◆ Task ◆
In everything from the line containing "bronze hanging lantern." down to the last of these lines, substitute "lamp" for "lantern" and leave all else unchanged. Give only those lines.

◆ Record set ◆
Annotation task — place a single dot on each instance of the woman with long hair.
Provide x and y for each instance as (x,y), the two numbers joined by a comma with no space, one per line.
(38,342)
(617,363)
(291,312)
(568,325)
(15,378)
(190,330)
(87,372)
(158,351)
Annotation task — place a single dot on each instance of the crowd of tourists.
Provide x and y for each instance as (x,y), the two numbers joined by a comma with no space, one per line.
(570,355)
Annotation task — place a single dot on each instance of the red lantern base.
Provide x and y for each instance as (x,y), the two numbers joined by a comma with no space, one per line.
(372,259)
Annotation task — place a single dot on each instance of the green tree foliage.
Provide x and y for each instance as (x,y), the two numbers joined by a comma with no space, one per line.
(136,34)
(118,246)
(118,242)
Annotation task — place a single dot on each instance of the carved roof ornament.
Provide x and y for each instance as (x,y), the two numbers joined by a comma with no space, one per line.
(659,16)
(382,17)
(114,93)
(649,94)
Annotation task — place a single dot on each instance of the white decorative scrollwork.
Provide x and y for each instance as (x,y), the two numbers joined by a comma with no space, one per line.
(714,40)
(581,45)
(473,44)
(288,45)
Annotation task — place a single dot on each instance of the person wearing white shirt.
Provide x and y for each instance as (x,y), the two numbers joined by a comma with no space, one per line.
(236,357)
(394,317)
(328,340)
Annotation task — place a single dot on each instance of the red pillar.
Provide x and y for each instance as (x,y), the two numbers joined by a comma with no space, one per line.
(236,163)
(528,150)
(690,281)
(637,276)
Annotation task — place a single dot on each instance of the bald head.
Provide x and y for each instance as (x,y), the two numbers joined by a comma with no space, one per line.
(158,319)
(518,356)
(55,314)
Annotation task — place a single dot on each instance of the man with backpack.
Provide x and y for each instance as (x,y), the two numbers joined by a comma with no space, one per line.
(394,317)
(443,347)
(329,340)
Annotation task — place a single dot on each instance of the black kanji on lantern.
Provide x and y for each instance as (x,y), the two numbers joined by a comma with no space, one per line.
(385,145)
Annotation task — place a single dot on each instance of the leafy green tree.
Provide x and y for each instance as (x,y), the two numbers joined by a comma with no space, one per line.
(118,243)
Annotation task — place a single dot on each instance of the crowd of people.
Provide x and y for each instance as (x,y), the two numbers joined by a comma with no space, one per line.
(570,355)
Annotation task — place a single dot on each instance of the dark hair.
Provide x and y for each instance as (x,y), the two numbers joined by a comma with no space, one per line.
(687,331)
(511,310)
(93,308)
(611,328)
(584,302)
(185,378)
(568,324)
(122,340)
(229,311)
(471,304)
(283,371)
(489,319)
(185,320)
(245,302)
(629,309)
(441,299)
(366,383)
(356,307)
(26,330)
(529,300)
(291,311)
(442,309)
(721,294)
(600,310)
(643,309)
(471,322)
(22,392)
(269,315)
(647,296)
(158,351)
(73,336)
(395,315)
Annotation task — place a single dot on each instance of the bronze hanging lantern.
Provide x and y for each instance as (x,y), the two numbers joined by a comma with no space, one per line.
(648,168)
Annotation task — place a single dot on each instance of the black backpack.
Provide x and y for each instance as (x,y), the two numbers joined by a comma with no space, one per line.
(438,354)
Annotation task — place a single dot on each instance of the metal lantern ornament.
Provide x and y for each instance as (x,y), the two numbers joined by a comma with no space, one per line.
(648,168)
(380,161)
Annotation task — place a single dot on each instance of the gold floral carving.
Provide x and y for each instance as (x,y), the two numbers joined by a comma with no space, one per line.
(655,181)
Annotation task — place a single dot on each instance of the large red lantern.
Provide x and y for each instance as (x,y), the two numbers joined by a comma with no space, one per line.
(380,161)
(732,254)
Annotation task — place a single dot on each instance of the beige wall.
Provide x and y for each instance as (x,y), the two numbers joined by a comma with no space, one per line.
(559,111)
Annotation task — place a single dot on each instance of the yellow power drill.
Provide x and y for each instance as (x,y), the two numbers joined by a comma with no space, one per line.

◆ Output for this exercise ◆
Annotation task — place a single dot on each instance of the bronze hanging lamp.
Provide x and y for each instance as (x,y), the two numbers joined by a comma with no space, one per line.
(648,168)
Annotation task — place a single dot on each instance of the black backpack.
Provide x and y for each instance as (x,y), the two numbers joined by a comma with no space, one per line.
(438,354)
Annotation task — place a single dot on each instance of the metal lamp ornament.
Provide x and y for each instance as (x,y), the two numbers joined by a comma with no space, one per line.
(648,168)
(380,161)
Annotation task — place a single dot on each instance of the gold floral carving.
Provide x and y for each instance as (x,y), the two numbers joined by a comma with no space, one per line.
(655,181)
Annotation task — place a single dot on each instance of the large red lamp.
Provide x and y for each instance as (x,y), the two numbers joined by a comma with no space, one per line.
(380,161)
(732,254)
Annotation task — place a single dot on each instance of the beige wall.
Provide x and y for each instance as (x,y), the two numbers joined by a comma with no space, one per line.
(559,111)
Annotation task — place a single dot on each instance of the yellow power drill.
Provide x and y for each instance as (x,y), the two numbers joined by a comma with no space, one per line.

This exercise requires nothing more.